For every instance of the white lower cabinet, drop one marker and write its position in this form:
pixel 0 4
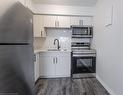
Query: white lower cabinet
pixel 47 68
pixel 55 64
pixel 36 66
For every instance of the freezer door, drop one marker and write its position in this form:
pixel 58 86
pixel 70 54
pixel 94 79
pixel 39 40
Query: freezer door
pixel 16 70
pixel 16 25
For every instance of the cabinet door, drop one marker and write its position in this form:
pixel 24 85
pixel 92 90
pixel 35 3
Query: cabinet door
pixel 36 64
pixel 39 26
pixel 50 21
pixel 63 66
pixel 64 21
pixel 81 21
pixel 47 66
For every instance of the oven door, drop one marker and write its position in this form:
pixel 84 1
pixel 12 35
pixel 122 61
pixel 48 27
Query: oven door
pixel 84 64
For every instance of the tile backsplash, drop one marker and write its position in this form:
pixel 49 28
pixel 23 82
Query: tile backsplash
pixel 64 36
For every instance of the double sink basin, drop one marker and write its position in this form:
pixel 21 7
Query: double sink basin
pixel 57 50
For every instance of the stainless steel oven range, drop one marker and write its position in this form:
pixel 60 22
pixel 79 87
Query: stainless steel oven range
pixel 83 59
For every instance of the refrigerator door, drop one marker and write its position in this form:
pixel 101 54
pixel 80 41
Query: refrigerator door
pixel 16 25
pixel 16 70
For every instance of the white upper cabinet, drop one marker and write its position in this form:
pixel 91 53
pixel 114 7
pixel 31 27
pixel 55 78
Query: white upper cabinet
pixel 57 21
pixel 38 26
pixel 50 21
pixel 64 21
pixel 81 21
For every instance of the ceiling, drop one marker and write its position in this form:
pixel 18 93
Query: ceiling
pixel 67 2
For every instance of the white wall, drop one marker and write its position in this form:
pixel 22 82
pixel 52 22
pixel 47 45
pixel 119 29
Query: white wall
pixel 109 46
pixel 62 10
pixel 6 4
★ ★ ★ ★
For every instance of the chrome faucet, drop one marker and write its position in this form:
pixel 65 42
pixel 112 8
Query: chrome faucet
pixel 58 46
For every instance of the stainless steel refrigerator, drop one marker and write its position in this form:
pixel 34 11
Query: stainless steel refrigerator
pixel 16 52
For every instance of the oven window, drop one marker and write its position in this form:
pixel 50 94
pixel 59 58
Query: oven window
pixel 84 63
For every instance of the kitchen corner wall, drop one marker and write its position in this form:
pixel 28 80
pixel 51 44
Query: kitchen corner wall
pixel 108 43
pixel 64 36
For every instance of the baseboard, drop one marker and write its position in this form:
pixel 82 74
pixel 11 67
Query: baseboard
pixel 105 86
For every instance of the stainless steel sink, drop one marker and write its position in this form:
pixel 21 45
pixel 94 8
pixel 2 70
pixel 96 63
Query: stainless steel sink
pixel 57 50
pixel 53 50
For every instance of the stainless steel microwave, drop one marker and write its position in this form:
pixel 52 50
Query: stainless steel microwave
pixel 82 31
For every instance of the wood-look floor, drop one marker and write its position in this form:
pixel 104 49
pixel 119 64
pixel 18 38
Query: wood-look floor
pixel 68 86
★ ★ ★ ★
What the task asks:
Give back every line of the listing above that contains the word "oven".

Response to this exercise:
For every instance of the oven door, drop one marker and write its position in this form:
Query: oven door
For every instance of the stainless steel oven range, drop one marker and write its position in this form:
Query: stainless steel oven range
For every instance of the oven window, drop one marker and write its position in this form:
Query: oven window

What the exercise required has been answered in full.